*EXERCISE BRIEF*.
Can you copy the records below verbatim, keeping every line in its original order?

◇ ◇ ◇ ◇

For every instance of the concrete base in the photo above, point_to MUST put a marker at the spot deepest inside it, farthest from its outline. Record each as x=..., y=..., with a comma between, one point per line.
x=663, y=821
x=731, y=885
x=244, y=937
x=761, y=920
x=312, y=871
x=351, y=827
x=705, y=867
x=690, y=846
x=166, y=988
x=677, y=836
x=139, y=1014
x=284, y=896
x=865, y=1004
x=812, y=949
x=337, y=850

◇ ◇ ◇ ◇

*ANSWER BELOW*.
For every instance of the concrete base in the photo above, point_to MUST put a marker at the spot deepest inside it, farthest from its outline. Record each as x=..., y=..., with a comma between, one point per line.
x=663, y=821
x=731, y=885
x=244, y=937
x=761, y=920
x=312, y=871
x=351, y=827
x=705, y=867
x=690, y=846
x=166, y=988
x=677, y=836
x=139, y=1014
x=284, y=896
x=865, y=1004
x=812, y=949
x=337, y=850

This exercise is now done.